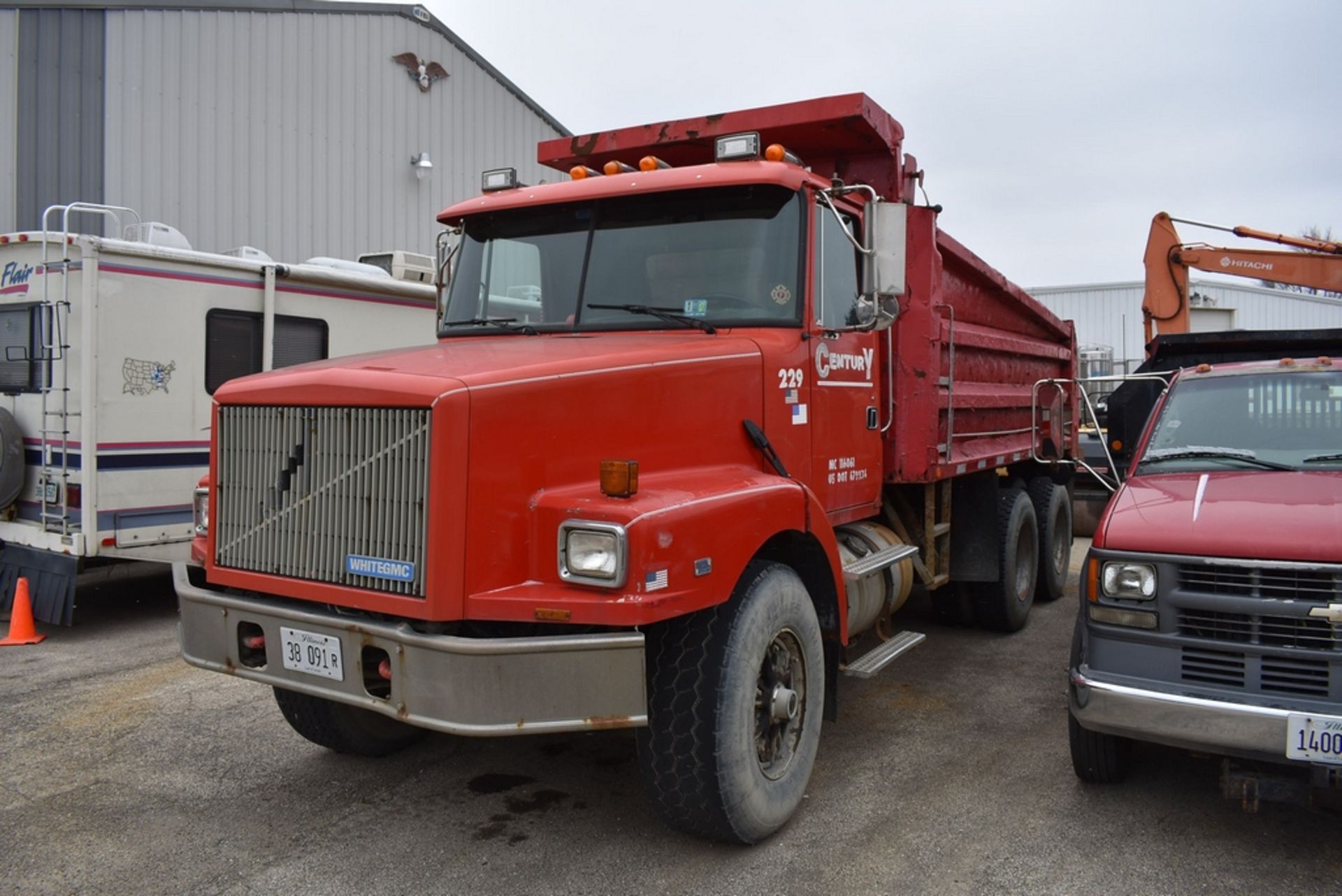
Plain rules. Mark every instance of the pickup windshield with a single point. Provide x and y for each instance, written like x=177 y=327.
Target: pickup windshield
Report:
x=1290 y=420
x=661 y=261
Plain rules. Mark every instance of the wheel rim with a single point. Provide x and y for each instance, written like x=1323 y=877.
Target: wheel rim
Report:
x=780 y=704
x=1025 y=554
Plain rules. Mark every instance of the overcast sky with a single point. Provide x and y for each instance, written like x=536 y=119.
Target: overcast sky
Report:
x=1050 y=132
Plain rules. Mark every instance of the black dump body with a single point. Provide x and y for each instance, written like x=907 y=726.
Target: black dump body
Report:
x=1130 y=404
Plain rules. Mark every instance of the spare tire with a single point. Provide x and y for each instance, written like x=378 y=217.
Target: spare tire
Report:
x=11 y=461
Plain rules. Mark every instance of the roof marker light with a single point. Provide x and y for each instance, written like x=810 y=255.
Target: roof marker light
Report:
x=736 y=147
x=498 y=179
x=779 y=153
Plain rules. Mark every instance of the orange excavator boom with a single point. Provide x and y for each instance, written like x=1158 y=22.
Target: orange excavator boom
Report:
x=1168 y=261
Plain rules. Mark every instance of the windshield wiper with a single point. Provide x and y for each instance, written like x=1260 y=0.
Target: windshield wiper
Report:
x=503 y=324
x=666 y=315
x=1212 y=454
x=1320 y=459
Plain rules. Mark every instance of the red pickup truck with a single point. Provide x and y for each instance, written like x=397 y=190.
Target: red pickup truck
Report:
x=1211 y=601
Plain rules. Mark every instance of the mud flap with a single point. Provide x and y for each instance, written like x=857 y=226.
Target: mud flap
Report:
x=51 y=582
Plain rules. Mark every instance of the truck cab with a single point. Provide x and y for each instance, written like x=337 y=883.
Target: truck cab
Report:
x=1211 y=601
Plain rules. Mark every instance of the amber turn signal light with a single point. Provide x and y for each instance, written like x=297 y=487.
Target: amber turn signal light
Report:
x=619 y=478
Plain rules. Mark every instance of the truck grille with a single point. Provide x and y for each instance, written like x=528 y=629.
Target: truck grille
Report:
x=324 y=494
x=1267 y=675
x=1269 y=630
x=1314 y=585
···
#### Written instruction
Convert every line of the items above into a JSON list of strings, one string per line. Omit the pictures and any blank lines.

#### Exercise answer
[
  "Plain rules. Mark every instance of the pickup windshield with a single point. Provide x and y for each instance, written like x=177 y=327.",
  "Target: pickup windshield",
  "Report:",
  "x=1290 y=420",
  "x=661 y=261",
  "Plain rules. Mark every instance of the wheel rim with a single point. Provide x and y for each instance, written like x=1323 y=877.",
  "Target: wheel rim",
  "Report:",
  "x=780 y=704",
  "x=1025 y=554",
  "Plain rules. Mark every instance of the overcast sky with a single point. Provide x and y for each instance, written like x=536 y=119.",
  "Target: overcast sky",
  "Report:",
  "x=1050 y=132",
  "Plain rules. Mark every instance of the black dump body with a single point. Provide x and y for each instance, written like x=907 y=726.",
  "Target: black dump body",
  "Report:",
  "x=1130 y=404",
  "Plain rules. Mark every instance of the spare tire with a single point. Provide x and y for each instance, written like x=378 y=217.",
  "Target: spare tire",
  "Report:",
  "x=11 y=461",
  "Plain rules. Mark every instance of the roof marker light with a single point. Provide x and y for each instance, written like x=810 y=255.",
  "Target: roof marker light",
  "Report:",
  "x=736 y=147",
  "x=498 y=179",
  "x=779 y=153",
  "Plain rules. Mark every instance of the orange excavator boom with a single point. Provide x and y for each instance, written like x=1158 y=22.",
  "Target: orange excavator boom",
  "Report:",
  "x=1168 y=261",
  "Plain rules. Mark every instance of the windshield wiper with a single point. Provide x and y for each instance, written like x=1260 y=0.",
  "Target: windshield wiper",
  "Report:",
  "x=503 y=324",
  "x=666 y=315",
  "x=1212 y=454",
  "x=1320 y=459",
  "Plain rules. Mark every instance of the red pickup truck with a single point. Provide x and y for each instance, written like x=397 y=190.",
  "Target: red pickup truck",
  "Report:",
  "x=1211 y=601",
  "Plain rules. Mark every instance of the mud flap with a single point. Provide x and y for each instance, written like x=857 y=226.",
  "Target: mud flap",
  "Report:",
  "x=51 y=582",
  "Plain rules. Mark every instance of the truck cab with a single point. Provide x and y for each instance, written like x=337 y=883.",
  "Target: truck cab",
  "Report:",
  "x=1211 y=601",
  "Plain rules. Mark every instance of the amber turn signal light with a single point. Provide x and y for each instance, written like x=297 y=487.",
  "Target: amber turn signal light",
  "Report:",
  "x=619 y=478",
  "Plain rules. Mark every instance of the truck grille with a single point. Provide x and y for each instance, written like x=528 y=629.",
  "Target: truck grille",
  "Report:",
  "x=324 y=494",
  "x=1267 y=675",
  "x=1269 y=630",
  "x=1314 y=585"
]